══ Exercise inputs ══

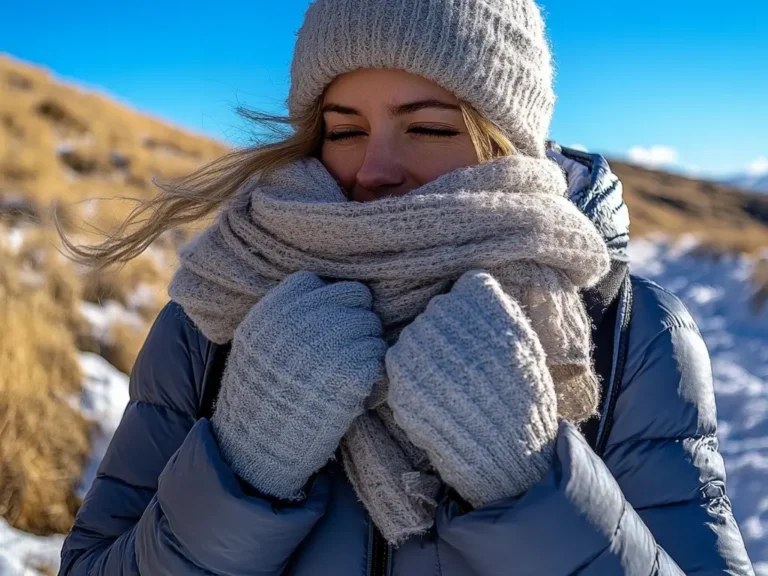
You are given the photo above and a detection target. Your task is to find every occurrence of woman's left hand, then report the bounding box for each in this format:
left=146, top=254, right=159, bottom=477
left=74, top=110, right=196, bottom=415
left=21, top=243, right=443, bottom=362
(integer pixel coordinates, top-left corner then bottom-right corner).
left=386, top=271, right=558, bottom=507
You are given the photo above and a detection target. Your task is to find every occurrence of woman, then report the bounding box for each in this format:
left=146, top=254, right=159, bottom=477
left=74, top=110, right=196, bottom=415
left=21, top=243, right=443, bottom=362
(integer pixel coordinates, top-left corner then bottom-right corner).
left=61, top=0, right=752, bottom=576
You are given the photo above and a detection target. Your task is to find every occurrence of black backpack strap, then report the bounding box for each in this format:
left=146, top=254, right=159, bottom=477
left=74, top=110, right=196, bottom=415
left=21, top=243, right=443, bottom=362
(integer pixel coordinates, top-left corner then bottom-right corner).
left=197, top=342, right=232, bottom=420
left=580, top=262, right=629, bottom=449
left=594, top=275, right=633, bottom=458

═══

• What the task asks:
Can you rewrite every line of the records, keeping the wording that asks for each box and its sample coordinates unchanged, but adjusting each bounding-box coordinate in the answers by adding -101 to it? Leave the pictures out of your answer.

• Solution to this exercise:
You are given the photo above and a detection target. Your task is to find every occurrence of woman's left hand, then report the bounding box for each in this format:
left=146, top=254, right=159, bottom=477
left=74, top=110, right=196, bottom=415
left=21, top=243, right=443, bottom=362
(integer pixel coordinates, top-left corner then bottom-right corner).
left=285, top=170, right=457, bottom=406
You are given the photo above and a detection target. Your task is to find every occurrence of woman, then report the bounding box for each in this format:
left=146, top=254, right=159, bottom=477
left=74, top=110, right=196, bottom=415
left=21, top=243, right=443, bottom=362
(integer pixel coordinates, top-left corner then bottom-right corner).
left=-40, top=-101, right=651, bottom=475
You are given the photo above and a detection target. Your task is to find every occurrence of black backpack strap, then report the bounding box for each in this format:
left=146, top=254, right=159, bottom=477
left=74, top=110, right=196, bottom=415
left=21, top=243, right=443, bottom=362
(integer pixel coordinates, top-left corner then bottom-right corner).
left=96, top=241, right=131, bottom=319
left=479, top=161, right=528, bottom=348
left=493, top=174, right=532, bottom=357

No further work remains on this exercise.